◆ What is expected
Rescale the entries from the line with "Tag each instance of the tree with" to the line with "<point>215,118</point>", both included, and write out every line again, the request too. Multiply each point coordinate in the answers by 1.05 and round to whole numbers, halves up, while leaving the sample coordinates in the request as they are.

◆ Material provided
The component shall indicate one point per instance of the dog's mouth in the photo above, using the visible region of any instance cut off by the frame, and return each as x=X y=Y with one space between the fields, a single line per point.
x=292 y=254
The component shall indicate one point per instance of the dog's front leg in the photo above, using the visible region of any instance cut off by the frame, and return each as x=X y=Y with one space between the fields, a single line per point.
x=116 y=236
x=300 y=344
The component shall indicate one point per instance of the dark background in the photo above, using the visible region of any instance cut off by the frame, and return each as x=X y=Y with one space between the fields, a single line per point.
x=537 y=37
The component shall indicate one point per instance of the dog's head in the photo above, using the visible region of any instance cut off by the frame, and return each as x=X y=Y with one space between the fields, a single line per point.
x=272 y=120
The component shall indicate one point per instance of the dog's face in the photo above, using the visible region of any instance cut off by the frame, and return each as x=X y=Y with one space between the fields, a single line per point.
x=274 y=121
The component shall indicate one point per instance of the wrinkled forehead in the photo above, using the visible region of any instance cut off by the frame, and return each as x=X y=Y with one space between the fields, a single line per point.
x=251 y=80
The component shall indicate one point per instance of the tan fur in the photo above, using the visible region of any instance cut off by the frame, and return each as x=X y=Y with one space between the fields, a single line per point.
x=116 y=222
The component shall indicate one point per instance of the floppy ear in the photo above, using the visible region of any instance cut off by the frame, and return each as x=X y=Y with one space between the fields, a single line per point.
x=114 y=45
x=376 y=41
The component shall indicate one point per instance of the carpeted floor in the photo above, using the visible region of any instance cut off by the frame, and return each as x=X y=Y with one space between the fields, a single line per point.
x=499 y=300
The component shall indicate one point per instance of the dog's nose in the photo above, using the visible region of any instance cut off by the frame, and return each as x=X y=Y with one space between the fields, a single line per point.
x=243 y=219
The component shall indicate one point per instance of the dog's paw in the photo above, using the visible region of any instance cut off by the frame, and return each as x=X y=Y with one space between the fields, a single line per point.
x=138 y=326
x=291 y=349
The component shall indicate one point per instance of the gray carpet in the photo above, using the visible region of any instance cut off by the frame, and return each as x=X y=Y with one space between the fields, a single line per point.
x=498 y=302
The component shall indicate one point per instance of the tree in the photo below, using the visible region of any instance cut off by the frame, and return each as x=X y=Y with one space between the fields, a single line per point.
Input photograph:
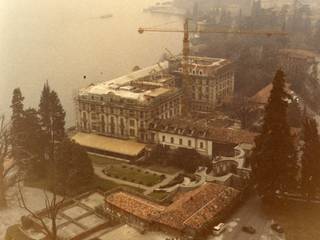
x=32 y=142
x=294 y=114
x=4 y=154
x=274 y=158
x=16 y=121
x=72 y=163
x=53 y=205
x=310 y=158
x=51 y=110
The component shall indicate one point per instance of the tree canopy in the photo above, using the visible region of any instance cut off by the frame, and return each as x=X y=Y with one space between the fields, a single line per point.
x=274 y=157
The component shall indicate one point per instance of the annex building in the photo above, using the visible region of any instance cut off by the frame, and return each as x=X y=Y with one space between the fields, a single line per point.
x=201 y=135
x=189 y=214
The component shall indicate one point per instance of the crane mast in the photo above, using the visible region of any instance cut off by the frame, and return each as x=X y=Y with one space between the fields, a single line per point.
x=186 y=80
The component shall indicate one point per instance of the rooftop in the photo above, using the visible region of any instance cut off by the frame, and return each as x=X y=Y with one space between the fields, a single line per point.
x=203 y=129
x=189 y=210
x=204 y=62
x=114 y=145
x=299 y=53
x=139 y=85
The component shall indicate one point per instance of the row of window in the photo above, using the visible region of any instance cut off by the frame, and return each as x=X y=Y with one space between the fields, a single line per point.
x=172 y=140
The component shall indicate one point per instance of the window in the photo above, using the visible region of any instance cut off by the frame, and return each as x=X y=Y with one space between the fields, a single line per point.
x=132 y=133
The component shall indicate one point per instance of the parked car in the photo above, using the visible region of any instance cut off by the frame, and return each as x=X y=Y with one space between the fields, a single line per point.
x=277 y=228
x=249 y=229
x=218 y=229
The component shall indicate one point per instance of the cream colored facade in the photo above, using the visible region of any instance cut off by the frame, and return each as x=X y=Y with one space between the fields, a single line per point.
x=212 y=80
x=202 y=146
x=124 y=107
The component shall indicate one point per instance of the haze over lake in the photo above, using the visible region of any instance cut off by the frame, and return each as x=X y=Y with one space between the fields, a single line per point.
x=61 y=41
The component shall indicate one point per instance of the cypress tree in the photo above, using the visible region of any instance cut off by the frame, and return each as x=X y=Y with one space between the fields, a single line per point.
x=310 y=158
x=16 y=121
x=274 y=158
x=45 y=109
x=32 y=141
x=52 y=114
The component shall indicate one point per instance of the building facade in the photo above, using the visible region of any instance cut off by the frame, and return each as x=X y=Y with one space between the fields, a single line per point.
x=198 y=135
x=295 y=62
x=211 y=79
x=125 y=106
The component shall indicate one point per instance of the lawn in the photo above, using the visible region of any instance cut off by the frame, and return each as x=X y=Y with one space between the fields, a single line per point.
x=163 y=169
x=133 y=174
x=299 y=220
x=97 y=183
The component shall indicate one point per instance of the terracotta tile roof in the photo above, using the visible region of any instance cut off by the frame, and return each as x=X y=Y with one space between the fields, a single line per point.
x=203 y=131
x=190 y=210
x=134 y=205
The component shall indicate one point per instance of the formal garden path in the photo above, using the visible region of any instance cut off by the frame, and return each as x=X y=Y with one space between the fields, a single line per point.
x=102 y=164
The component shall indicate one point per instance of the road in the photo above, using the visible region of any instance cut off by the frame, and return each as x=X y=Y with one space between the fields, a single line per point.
x=250 y=214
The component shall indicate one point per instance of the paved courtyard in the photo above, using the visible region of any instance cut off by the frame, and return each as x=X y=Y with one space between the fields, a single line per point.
x=249 y=214
x=126 y=232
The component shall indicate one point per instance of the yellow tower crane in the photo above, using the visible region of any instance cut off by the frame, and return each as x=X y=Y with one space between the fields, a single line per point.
x=186 y=83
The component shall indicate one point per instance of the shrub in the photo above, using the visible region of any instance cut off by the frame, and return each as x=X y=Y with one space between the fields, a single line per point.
x=26 y=222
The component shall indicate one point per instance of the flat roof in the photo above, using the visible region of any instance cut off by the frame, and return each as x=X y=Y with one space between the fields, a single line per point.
x=114 y=145
x=122 y=86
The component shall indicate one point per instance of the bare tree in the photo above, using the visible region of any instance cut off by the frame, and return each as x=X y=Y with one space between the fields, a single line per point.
x=53 y=205
x=4 y=152
x=5 y=156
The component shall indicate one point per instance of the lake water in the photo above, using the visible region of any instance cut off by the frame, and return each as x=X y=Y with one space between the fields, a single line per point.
x=63 y=40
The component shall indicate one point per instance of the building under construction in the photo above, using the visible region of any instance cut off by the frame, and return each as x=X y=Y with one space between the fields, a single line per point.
x=124 y=107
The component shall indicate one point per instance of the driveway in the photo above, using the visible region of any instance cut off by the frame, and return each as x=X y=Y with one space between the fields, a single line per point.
x=249 y=214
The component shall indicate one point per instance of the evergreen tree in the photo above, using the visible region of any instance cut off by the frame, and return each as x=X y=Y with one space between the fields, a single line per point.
x=58 y=116
x=294 y=114
x=16 y=121
x=32 y=141
x=73 y=168
x=52 y=114
x=274 y=157
x=44 y=109
x=310 y=158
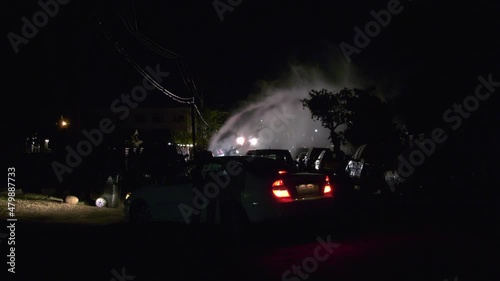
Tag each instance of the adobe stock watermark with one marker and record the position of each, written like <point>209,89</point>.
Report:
<point>310,264</point>
<point>372,29</point>
<point>453,116</point>
<point>221,179</point>
<point>94,137</point>
<point>40,19</point>
<point>222,7</point>
<point>121,276</point>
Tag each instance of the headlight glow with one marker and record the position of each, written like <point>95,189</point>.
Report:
<point>240,140</point>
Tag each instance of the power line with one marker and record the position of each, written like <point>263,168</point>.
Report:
<point>190,101</point>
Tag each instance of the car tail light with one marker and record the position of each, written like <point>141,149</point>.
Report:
<point>328,187</point>
<point>280,190</point>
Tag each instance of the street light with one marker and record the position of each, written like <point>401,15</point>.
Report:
<point>63,123</point>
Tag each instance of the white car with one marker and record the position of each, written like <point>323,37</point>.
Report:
<point>233,189</point>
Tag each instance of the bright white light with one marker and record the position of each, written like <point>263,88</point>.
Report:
<point>254,141</point>
<point>240,140</point>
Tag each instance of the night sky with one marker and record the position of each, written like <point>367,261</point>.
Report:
<point>434,50</point>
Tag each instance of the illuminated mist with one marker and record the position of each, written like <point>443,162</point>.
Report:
<point>276,117</point>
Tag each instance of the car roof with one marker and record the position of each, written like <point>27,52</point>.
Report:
<point>269,150</point>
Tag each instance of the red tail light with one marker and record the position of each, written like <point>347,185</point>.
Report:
<point>328,187</point>
<point>280,190</point>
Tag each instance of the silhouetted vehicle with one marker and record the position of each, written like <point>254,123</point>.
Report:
<point>372,167</point>
<point>300,161</point>
<point>282,155</point>
<point>247,189</point>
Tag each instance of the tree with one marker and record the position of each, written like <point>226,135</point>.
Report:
<point>331,110</point>
<point>364,118</point>
<point>215,118</point>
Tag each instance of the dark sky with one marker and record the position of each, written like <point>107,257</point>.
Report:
<point>432,49</point>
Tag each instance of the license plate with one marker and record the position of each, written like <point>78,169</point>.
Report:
<point>307,188</point>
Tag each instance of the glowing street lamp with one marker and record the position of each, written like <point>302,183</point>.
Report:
<point>254,141</point>
<point>63,123</point>
<point>240,140</point>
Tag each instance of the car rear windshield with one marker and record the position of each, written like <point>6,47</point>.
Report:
<point>263,166</point>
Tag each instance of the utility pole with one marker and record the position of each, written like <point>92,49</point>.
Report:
<point>193,125</point>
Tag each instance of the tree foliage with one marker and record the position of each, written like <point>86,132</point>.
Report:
<point>352,115</point>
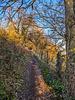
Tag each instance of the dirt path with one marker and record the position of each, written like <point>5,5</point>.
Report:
<point>34,87</point>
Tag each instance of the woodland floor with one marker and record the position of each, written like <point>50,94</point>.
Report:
<point>34,87</point>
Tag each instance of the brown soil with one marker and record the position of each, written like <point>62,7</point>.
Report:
<point>34,87</point>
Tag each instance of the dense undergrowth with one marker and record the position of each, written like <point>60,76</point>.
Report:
<point>59,89</point>
<point>13,60</point>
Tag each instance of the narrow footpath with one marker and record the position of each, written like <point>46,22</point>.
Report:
<point>34,87</point>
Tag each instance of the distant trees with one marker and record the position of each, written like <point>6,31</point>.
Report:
<point>70,43</point>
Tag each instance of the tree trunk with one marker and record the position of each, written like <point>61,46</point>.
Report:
<point>70,43</point>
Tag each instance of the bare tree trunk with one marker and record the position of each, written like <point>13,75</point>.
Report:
<point>70,43</point>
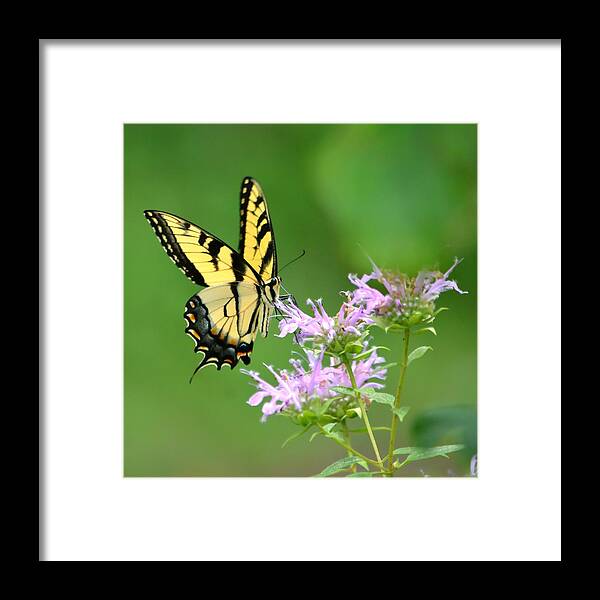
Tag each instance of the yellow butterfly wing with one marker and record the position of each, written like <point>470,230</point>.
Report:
<point>201,256</point>
<point>257,240</point>
<point>224,318</point>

◆ Answer to the problem
Tag each instance of the tree with one marker and record the position of each, written like <point>226,135</point>.
Report:
<point>348,116</point>
<point>382,124</point>
<point>226,124</point>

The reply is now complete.